— begin EXTRACT PROVIDED —

Mr. Lovette was appointed to the Board to fill a vacancy created by the resignation of José Batista Júnior, who informed the Board of his decision to resign as a director of the Board on February 21, 2011. Mr. Batista did not resign because of any disagreement with the Company.
The description of the Employment Agreement set forth herein does not purport to be complete and is qualified in its entirety by the full text of the Employment Agreement, which was filed as Exhibit 10.1 to the Company’s Form 8-K filed on January 18, 2011 and incorporated herein by reference.
Discretionary Bonuses
On February 21, 2011, the Compensation Committee of the Board (the “Committee”) awarded discretionary cash bonuses to Don Jackson, the Company’s former Chief Executive Officer and President, and Gary D. Tucker, the Company’s Principal Financial Officer and Chief Accounting Officer, in the amounts of $1,100,000 and $110,000, respectively (together, the “Awards”), for performance during fiscal year 2010. In making the Awards, the Committee noted the Award recipients’ positive contributions to the Company during fiscal 2010.

— end EXTRACT PROVIDED —
— begin MATERIAL SUPPLIED —

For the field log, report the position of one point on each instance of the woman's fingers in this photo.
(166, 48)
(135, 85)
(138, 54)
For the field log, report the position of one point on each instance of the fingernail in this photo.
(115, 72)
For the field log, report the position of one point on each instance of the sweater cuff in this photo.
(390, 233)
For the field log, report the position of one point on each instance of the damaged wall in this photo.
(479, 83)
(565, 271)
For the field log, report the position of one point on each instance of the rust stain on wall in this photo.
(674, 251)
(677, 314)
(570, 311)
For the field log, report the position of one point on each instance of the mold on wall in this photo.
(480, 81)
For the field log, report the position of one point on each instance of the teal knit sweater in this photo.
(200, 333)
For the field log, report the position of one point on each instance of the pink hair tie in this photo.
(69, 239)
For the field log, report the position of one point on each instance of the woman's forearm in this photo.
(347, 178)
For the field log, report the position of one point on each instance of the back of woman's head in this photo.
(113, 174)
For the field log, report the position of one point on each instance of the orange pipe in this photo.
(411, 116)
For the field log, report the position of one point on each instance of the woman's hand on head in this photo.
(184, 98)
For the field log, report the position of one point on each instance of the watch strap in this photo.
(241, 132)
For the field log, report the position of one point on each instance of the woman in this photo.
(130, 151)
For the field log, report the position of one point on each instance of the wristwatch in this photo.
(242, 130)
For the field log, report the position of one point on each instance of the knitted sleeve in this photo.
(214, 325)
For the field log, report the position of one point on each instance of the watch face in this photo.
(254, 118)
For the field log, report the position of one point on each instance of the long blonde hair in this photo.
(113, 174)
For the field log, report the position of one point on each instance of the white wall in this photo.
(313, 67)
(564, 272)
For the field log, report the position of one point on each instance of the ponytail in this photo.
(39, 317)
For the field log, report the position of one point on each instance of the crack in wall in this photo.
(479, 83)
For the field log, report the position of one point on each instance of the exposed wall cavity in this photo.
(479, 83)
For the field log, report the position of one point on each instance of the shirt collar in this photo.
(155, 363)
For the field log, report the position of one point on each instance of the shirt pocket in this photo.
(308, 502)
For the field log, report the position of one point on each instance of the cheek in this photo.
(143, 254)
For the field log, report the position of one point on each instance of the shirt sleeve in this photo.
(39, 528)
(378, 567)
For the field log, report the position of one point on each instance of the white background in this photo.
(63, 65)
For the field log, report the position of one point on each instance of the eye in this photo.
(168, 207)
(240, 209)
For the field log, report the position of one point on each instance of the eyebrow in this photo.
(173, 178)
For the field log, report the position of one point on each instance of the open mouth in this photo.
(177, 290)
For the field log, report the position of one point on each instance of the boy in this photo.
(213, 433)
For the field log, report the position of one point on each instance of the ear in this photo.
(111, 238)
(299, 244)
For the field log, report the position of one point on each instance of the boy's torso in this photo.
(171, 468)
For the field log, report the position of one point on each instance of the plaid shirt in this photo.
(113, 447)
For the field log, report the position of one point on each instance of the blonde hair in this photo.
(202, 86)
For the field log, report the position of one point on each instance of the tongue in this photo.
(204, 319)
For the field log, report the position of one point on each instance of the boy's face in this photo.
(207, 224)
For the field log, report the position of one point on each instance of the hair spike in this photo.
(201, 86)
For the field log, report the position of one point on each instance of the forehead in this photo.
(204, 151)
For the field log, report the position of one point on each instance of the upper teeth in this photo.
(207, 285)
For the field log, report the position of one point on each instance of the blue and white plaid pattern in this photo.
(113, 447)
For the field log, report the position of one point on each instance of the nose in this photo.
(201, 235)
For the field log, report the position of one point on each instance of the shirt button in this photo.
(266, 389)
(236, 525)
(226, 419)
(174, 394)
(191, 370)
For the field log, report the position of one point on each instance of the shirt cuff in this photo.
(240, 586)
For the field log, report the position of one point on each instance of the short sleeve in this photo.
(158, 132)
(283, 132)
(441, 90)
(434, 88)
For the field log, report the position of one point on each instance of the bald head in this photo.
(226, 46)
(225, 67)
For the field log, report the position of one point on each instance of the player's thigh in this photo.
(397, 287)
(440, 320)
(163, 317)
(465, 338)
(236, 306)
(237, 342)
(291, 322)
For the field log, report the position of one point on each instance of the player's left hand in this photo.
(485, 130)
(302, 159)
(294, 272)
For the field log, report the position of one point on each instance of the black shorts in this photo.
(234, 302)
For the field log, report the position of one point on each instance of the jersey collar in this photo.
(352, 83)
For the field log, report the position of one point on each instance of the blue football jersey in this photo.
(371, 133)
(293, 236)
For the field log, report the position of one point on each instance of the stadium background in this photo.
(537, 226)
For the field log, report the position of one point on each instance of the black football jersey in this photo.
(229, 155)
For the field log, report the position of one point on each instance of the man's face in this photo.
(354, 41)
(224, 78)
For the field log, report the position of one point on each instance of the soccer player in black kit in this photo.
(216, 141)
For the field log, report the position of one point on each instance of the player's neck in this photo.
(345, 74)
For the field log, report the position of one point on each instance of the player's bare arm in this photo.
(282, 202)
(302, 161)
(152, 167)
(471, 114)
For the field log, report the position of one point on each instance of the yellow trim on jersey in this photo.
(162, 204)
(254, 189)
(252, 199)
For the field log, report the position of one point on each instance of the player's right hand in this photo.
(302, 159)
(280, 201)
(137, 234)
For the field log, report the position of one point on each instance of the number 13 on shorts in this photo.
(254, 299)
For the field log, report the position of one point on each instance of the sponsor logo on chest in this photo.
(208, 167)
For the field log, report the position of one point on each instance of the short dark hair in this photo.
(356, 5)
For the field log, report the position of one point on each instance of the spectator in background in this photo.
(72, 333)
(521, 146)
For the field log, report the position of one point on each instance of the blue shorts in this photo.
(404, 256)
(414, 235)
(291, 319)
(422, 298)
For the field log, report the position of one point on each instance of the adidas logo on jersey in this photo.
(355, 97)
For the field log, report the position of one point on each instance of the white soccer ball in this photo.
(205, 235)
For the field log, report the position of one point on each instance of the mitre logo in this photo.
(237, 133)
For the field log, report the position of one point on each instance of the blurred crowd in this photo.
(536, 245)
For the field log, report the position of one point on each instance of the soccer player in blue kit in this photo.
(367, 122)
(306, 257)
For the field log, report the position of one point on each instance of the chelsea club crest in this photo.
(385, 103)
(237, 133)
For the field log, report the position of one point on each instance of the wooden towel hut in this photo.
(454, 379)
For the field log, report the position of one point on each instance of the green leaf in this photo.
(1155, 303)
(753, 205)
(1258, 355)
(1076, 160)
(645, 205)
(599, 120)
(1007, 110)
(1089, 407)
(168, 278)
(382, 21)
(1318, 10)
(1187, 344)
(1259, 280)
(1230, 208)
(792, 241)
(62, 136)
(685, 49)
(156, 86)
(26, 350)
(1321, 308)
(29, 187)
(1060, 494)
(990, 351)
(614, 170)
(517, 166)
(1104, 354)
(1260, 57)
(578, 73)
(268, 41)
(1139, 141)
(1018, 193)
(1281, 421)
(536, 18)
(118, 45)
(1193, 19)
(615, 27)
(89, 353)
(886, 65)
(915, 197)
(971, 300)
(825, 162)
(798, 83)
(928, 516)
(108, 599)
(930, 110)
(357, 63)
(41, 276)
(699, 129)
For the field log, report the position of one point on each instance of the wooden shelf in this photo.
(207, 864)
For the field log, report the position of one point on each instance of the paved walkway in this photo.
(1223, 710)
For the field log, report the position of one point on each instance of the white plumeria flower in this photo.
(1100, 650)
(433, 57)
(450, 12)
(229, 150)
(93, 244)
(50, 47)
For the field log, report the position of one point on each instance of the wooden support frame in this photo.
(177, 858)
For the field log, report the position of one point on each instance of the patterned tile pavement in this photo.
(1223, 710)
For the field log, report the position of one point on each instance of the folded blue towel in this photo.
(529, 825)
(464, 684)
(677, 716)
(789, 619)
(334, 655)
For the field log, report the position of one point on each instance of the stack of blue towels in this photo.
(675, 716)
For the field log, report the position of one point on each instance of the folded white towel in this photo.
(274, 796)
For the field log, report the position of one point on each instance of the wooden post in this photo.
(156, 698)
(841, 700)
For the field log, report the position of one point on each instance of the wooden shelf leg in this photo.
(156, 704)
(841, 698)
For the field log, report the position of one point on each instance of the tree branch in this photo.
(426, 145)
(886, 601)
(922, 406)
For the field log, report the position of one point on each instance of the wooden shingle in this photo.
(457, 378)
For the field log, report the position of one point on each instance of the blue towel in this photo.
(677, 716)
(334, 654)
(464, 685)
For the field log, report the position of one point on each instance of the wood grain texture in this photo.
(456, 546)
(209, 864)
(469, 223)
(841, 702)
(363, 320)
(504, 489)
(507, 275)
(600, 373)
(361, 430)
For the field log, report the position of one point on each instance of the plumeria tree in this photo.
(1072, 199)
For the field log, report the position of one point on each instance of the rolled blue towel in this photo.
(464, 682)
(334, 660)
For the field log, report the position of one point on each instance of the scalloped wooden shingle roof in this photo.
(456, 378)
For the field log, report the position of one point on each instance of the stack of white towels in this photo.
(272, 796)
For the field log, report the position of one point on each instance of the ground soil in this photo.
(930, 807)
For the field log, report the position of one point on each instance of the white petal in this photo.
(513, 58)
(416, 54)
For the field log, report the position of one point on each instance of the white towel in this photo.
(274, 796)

— end MATERIAL SUPPLIED —

EXERCISE AIM » Which individuals are named in the excerpt on board and bonus matters? This data has no role in what is asked here.

THE OUTPUT » Mr. Lovette, José Batista Júnior, Don Jackson, Gary D. Tucker